(The input)
★ ★ ★ ★ ★

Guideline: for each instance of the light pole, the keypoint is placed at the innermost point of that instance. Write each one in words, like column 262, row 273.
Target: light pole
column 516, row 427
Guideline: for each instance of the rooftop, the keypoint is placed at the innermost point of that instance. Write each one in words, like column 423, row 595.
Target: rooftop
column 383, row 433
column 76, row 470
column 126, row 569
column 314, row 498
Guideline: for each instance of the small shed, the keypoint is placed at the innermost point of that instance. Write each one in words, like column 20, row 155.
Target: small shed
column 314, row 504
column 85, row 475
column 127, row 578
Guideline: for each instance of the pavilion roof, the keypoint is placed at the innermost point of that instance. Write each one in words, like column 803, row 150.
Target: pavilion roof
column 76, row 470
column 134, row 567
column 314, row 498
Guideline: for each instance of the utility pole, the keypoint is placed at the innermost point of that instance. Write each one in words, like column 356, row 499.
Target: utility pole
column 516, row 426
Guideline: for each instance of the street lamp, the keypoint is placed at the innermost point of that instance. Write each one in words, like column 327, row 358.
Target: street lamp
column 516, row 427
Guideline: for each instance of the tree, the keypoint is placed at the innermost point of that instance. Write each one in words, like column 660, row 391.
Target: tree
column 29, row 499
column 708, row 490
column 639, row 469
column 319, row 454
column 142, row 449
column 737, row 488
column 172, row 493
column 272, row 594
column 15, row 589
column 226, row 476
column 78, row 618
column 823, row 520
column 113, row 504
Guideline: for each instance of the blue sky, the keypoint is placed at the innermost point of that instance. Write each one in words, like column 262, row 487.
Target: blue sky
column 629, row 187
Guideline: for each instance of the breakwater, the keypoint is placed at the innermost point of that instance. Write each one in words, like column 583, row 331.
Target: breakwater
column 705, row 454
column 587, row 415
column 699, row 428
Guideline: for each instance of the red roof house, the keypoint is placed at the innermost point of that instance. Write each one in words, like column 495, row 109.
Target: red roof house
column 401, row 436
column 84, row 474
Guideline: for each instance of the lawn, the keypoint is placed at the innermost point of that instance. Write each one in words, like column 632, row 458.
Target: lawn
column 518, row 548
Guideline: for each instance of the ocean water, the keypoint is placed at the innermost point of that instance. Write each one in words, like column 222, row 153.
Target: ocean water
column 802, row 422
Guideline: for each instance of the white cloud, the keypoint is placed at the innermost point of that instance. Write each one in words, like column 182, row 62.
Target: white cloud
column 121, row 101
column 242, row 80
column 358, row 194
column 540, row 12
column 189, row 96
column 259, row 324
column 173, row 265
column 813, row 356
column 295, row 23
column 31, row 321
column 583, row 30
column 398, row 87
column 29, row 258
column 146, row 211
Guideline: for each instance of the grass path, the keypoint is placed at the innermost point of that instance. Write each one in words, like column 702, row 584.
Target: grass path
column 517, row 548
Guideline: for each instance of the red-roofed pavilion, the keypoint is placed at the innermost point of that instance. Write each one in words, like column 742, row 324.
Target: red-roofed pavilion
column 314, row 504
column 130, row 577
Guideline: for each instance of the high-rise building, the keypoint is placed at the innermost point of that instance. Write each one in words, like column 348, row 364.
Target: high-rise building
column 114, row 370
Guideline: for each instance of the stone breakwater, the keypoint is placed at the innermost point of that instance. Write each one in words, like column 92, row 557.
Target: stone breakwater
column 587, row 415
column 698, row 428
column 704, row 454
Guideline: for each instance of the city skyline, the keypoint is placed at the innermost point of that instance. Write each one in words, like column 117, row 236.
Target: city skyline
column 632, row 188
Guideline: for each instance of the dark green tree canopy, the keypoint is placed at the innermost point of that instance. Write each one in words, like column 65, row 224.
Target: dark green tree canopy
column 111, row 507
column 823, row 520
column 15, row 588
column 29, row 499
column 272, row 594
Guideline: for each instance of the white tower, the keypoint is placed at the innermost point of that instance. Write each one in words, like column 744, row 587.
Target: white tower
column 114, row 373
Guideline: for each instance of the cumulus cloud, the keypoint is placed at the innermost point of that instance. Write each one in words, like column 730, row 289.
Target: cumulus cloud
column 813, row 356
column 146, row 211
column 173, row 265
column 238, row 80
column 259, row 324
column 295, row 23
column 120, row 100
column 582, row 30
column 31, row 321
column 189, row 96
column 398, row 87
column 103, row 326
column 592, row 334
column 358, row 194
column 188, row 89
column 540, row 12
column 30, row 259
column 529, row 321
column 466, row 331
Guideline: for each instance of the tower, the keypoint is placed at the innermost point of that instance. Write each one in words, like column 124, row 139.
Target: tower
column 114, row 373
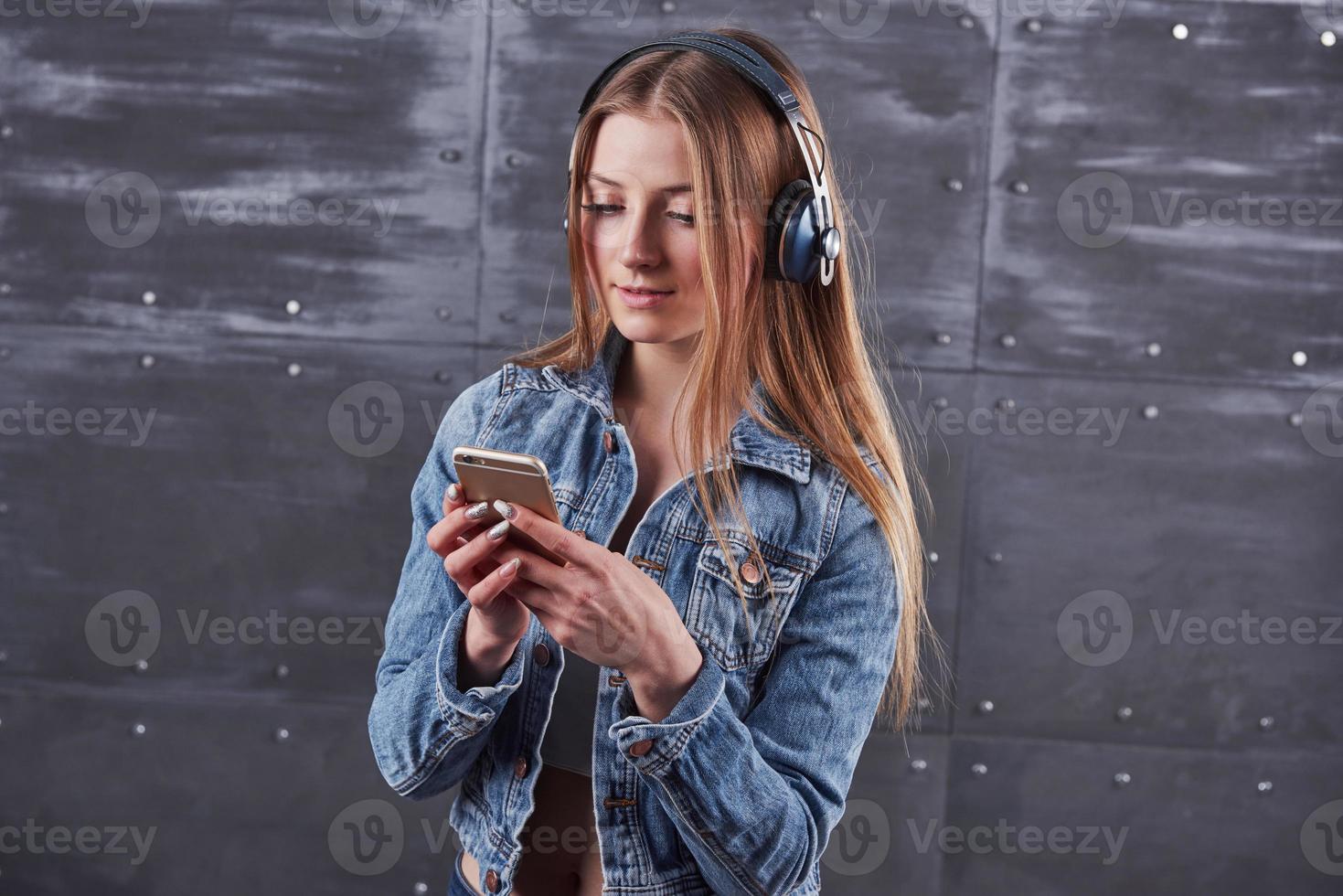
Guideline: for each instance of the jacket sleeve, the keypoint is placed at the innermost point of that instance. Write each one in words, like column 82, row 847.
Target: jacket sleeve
column 794, row 753
column 426, row 733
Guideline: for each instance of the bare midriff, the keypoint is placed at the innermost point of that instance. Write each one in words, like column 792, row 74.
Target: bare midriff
column 560, row 853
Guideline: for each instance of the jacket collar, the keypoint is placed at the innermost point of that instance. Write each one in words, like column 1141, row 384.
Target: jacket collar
column 751, row 443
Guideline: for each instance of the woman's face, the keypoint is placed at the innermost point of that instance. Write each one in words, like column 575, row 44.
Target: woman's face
column 638, row 223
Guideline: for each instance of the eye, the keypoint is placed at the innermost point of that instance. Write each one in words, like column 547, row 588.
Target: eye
column 607, row 208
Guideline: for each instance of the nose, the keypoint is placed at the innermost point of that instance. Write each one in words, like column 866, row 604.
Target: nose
column 641, row 246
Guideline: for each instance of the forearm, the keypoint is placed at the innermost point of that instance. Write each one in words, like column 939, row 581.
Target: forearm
column 481, row 660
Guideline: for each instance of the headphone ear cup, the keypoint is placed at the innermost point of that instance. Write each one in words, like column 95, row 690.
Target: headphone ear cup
column 790, row 235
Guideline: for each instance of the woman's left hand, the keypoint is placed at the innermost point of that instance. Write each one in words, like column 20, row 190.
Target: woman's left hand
column 599, row 604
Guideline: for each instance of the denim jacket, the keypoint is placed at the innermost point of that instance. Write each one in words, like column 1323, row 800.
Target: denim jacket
column 739, row 787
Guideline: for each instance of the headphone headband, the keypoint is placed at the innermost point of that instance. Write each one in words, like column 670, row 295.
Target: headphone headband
column 735, row 53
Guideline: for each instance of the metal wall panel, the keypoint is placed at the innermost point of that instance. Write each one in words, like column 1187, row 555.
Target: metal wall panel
column 1139, row 563
column 240, row 501
column 176, row 157
column 277, row 472
column 1162, row 183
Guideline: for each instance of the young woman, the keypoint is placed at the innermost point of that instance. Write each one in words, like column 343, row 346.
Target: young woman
column 678, row 709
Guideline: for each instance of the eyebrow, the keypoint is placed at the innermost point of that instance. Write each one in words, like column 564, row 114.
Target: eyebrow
column 677, row 188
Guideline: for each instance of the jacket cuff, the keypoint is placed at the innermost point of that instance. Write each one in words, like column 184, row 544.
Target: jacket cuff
column 472, row 710
column 653, row 746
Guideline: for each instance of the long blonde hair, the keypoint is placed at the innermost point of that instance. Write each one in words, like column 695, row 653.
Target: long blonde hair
column 805, row 343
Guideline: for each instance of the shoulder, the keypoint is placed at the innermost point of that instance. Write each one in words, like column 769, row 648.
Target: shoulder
column 473, row 409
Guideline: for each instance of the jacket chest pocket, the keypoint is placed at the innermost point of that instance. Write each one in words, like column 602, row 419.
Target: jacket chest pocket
column 739, row 638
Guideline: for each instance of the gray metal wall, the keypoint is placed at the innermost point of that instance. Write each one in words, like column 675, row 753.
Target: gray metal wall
column 212, row 425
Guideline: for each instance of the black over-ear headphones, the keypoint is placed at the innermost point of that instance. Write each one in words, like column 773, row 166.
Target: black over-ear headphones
column 801, row 237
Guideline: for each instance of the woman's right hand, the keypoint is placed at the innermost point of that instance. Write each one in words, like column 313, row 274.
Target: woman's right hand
column 497, row 617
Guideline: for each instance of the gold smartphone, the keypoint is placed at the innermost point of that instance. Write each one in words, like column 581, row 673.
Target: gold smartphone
column 486, row 475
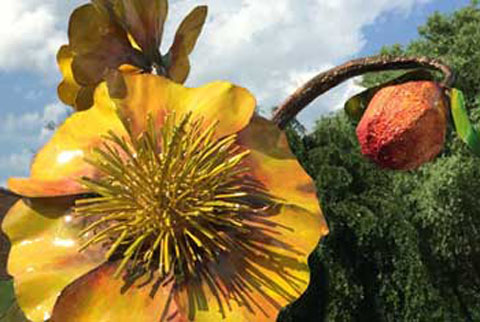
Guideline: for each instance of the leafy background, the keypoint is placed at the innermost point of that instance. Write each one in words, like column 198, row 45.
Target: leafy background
column 404, row 246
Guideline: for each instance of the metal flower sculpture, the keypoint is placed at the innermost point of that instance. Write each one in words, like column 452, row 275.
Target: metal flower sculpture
column 122, row 35
column 158, row 202
column 171, row 203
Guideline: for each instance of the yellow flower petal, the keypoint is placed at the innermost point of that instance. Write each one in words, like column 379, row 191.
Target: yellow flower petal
column 59, row 165
column 68, row 88
column 272, row 163
column 44, row 255
column 98, row 297
column 230, row 105
column 296, row 235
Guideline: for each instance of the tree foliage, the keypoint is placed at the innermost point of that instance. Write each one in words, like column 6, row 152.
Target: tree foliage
column 404, row 246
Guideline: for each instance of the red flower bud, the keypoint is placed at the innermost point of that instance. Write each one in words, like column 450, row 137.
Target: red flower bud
column 404, row 125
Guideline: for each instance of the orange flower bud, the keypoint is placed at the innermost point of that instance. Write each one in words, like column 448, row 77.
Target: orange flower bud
column 404, row 125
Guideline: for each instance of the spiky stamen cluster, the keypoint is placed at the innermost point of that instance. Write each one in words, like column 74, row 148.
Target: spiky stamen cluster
column 175, row 201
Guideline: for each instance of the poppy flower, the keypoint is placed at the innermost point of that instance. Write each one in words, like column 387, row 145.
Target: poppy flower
column 107, row 36
column 170, row 203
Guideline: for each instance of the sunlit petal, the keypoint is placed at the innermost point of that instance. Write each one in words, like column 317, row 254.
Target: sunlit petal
column 229, row 105
column 44, row 256
column 99, row 297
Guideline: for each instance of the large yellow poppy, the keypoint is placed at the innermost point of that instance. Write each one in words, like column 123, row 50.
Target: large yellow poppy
column 171, row 203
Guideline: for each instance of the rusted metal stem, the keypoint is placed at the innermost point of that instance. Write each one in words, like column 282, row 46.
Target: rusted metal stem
column 333, row 77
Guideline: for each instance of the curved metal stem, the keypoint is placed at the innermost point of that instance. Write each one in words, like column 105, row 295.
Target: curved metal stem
column 333, row 77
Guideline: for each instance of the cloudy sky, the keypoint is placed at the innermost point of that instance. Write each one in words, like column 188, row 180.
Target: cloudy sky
column 268, row 46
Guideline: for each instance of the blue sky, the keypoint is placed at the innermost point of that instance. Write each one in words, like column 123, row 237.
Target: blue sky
column 268, row 46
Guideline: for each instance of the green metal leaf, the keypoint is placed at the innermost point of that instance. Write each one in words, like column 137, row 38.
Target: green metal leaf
column 9, row 309
column 356, row 105
column 464, row 127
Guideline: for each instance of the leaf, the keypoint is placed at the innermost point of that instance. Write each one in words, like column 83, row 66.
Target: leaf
column 144, row 20
column 185, row 39
column 9, row 309
column 464, row 127
column 356, row 105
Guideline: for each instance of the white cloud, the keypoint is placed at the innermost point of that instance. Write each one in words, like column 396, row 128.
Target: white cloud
column 33, row 129
column 269, row 45
column 31, row 32
column 263, row 45
column 28, row 131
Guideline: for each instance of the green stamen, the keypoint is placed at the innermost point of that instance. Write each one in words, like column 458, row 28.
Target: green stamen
column 174, row 201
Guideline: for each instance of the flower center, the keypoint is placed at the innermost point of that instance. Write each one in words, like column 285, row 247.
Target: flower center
column 173, row 199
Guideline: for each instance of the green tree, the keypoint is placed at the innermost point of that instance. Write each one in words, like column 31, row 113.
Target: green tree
column 404, row 246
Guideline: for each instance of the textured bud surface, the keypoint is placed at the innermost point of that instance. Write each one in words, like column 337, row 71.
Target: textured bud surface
column 404, row 125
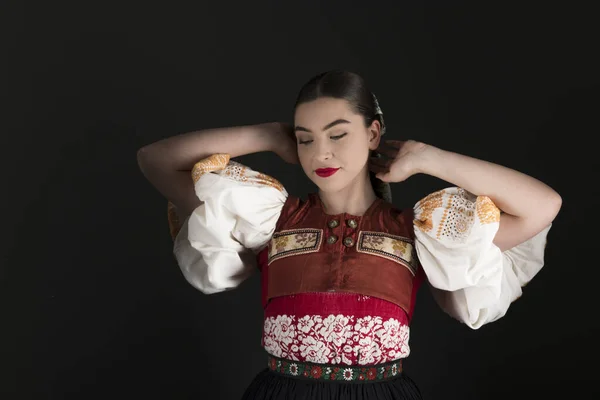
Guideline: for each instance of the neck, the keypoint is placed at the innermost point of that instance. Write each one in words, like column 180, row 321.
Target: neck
column 354, row 199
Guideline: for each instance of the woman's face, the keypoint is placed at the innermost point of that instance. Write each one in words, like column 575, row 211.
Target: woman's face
column 333, row 143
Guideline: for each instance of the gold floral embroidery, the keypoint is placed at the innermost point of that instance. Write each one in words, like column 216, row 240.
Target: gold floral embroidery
column 487, row 211
column 269, row 181
column 222, row 165
column 426, row 206
column 458, row 217
column 295, row 241
column 391, row 247
column 213, row 163
column 173, row 218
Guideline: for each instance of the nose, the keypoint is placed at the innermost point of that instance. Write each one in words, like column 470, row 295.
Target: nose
column 323, row 151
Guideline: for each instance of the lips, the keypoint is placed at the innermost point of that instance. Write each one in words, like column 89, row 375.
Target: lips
column 325, row 172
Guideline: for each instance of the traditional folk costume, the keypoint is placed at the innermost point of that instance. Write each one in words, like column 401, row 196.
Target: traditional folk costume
column 339, row 291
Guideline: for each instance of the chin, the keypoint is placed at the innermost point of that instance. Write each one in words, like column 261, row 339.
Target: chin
column 330, row 187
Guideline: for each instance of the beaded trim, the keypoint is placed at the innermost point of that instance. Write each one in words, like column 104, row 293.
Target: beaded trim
column 327, row 372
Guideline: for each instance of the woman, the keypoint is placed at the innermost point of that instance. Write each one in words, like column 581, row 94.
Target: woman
column 340, row 270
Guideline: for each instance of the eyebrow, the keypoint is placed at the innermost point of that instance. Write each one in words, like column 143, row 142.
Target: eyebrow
column 328, row 126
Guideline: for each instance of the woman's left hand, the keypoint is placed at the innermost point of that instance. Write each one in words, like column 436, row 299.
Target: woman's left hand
column 399, row 161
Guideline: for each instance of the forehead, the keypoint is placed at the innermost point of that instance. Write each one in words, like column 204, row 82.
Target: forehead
column 320, row 112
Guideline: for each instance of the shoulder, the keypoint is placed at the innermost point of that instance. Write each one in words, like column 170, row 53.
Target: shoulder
column 395, row 219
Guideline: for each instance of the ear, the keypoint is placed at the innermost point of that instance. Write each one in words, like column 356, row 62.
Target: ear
column 374, row 135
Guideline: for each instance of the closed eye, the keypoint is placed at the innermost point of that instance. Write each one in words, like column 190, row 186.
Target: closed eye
column 338, row 137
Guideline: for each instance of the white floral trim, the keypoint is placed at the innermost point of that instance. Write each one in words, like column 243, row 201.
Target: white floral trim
column 336, row 339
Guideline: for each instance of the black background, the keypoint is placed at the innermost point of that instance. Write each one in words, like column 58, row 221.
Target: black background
column 92, row 304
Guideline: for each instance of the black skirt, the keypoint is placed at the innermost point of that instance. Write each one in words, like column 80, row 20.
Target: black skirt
column 273, row 384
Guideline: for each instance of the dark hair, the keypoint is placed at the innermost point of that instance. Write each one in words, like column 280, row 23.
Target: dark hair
column 351, row 87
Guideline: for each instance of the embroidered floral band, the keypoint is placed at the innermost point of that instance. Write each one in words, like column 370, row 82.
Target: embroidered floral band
column 391, row 247
column 292, row 242
column 325, row 372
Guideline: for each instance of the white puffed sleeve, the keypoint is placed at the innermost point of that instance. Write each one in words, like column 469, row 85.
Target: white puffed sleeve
column 471, row 278
column 217, row 244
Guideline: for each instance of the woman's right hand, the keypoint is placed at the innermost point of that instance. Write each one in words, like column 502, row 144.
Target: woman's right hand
column 284, row 143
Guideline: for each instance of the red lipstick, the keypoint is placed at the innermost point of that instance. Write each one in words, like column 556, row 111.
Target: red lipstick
column 325, row 172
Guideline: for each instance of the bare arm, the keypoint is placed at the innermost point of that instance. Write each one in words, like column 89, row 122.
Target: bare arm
column 167, row 164
column 528, row 205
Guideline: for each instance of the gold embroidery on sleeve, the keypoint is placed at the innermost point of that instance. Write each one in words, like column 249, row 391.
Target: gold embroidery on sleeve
column 427, row 205
column 213, row 163
column 487, row 211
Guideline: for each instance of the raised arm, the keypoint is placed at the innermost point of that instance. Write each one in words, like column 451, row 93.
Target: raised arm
column 528, row 205
column 167, row 163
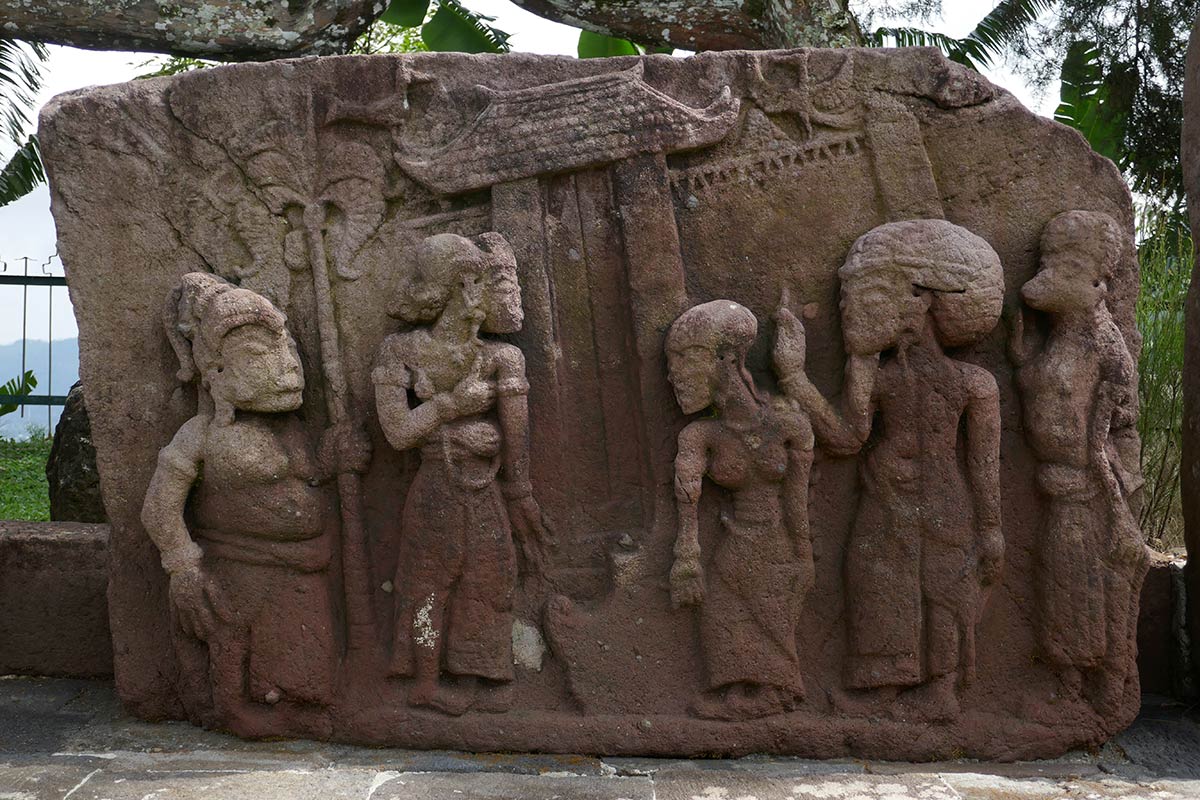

★ ★ ★ ★ ★

Show every line above that contains the word "rusted", matching case exactly.

Guideline: for each instance of the rusted metal stem, the keypoint is placed at the innermost point of that instance. Write each one in words, like column 282, row 46.
Target: rusted metal stem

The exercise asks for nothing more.